INSTRUCTIONS FOR THE TASK:
Turn every line of the listing below into a numbered list, dropping any blank lines.

** START EXERCISE INPUT **

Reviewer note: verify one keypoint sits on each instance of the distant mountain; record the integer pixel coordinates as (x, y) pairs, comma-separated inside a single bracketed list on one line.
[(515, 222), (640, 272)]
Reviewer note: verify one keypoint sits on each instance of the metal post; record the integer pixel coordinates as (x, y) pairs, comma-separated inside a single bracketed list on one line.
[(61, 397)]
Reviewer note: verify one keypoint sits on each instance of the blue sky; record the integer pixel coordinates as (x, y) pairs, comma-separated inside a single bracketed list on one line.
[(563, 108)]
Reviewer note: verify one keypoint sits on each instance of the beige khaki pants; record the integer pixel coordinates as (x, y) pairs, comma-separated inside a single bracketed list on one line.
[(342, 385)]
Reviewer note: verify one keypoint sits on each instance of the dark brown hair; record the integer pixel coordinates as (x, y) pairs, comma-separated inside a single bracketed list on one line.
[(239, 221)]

** END EXERCISE INPUT **

ANSWER BELOW:
1. Reviewer note: verify one keypoint sits on each instance of the distant mountain; record the integer pixel coordinates as (x, y) pairs, comma-separated inside a single bracketed list on one line.
2. [(515, 222), (640, 272)]
3. Reviewer note: verify one keypoint sits on each instance of the metal post; record the integer pixel coordinates as (x, y) pairs, comma-separated inside a single bracketed list on one line.
4. [(61, 397)]
5. Reviewer note: verify one keypoint sits on each instance of the blue sky; record the integer pixel coordinates as (x, y) pairs, comma-separated inside a single bracketed list on one line.
6. [(563, 108)]
7. Reviewer note: verify one keypoint sits on each instance of the beige khaki pants; record the integer pixel coordinates as (x, y) pairs, comma-separated inside a single bracketed list on one line.
8. [(342, 385)]
9. Reviewer note: verify one keypoint sits on each instance of the dark brown hair; record the integer pixel coordinates as (x, y) pairs, comma-separated inside a single bracketed list on one line.
10. [(239, 221)]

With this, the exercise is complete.